TASK OBJECTIVE: Below are the records; they must be reproduced verbatim.

Saved entries
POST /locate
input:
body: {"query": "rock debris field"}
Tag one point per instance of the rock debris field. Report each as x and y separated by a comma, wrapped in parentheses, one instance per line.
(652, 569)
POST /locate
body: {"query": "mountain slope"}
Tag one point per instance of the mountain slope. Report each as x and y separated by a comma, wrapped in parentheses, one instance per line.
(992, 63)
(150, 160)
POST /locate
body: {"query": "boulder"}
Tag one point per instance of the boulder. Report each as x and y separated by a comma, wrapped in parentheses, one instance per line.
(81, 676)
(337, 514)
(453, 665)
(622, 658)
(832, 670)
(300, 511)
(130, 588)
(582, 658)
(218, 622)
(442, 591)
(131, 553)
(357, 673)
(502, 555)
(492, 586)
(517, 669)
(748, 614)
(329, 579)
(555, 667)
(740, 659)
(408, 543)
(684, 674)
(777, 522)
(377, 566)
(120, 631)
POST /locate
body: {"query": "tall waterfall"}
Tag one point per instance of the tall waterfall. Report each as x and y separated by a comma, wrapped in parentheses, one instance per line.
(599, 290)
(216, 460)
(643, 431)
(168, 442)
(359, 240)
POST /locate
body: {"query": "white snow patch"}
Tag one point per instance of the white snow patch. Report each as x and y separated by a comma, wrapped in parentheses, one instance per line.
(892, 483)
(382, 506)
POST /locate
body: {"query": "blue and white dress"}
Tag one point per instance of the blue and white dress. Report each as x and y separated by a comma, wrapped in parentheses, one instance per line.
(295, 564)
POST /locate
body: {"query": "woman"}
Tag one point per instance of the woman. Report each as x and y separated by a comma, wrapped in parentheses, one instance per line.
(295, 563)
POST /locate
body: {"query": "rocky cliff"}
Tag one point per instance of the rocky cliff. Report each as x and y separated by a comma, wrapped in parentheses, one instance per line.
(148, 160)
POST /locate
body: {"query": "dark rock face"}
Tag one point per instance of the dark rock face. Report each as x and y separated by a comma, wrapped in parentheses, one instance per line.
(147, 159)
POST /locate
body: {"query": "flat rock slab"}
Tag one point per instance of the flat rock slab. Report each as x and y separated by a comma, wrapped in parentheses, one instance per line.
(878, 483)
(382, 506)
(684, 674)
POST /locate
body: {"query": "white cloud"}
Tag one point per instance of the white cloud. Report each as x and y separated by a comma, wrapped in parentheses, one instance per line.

EXPECTED OUTPUT:
POST /locate
input:
body: {"query": "rock debris field"}
Tag one point per instance of the rock debris field. Report each as x and y separated by a comma, wrapped in parentheses, one instance per line.
(652, 569)
POST /locate
body: {"query": "mountain slope"}
Tag one point per instance of the mountain slope. Report each as x and y separated by a comma, wrapped in parentheses, one instance per line.
(992, 63)
(150, 160)
POST /locate
body: {"query": "boulder"}
Tag one point per instance of the boulder. Report each as x and y separated by a comma, wrapped in parentheses, one instance per line.
(81, 676)
(337, 514)
(453, 665)
(622, 658)
(832, 670)
(300, 511)
(130, 588)
(582, 658)
(218, 622)
(442, 591)
(131, 553)
(357, 673)
(502, 555)
(492, 586)
(517, 669)
(748, 614)
(329, 579)
(555, 667)
(740, 659)
(408, 543)
(684, 674)
(777, 522)
(377, 566)
(120, 631)
POST /locate
body: {"query": "tall waterfall"}
Tag one point per instance of the tall waterfall. Report each as x and y separated by a comma, wrapped in parentheses, one instance per line.
(599, 290)
(216, 460)
(643, 431)
(168, 442)
(359, 240)
POST /locate
body: {"query": "white snow patch"}
Tag one point per instance of the white snow patch. Report each as x and y separated by a comma, wrapped in parentheses, one instance per line.
(892, 483)
(382, 506)
POST /locate
body: {"query": "blue and white dress"}
Tag one point per instance of the blue and white dress. Report each as x and y separated by a comma, wrapped in parentheses, one instance per line.
(295, 564)
POST /locate
body: {"query": "woman"}
Tag one point per instance of the woman. Report each as x and y separated by a comma, wrapped in parentheses, one instance per line.
(295, 563)
POST /locate
body: {"query": "rocky cliff"}
Tag one point per instance of the rocky cliff. Report each as x and y separated by a comma, wrapped in parentheses, one instance per line.
(148, 160)
POST /locate
body: {"query": "dark rock face"}
Tag one point per instance of the dark rock face. Report each as x and y separated by a comma, wrapped in parentheses, one instance per line.
(147, 159)
POST /locate
body: {"query": "flat rock slab"}
Tag one point per instance of the flat rock slab. Report each as x and y separated by a comma, wrapped in parentheses, one instance per line.
(878, 483)
(382, 506)
(684, 674)
POST /locate
body: {"query": "white cloud"}
Tag one point per instance of the white cloud. Report each as x and y separated by a comma, wrapped in parentheses, one instance per line.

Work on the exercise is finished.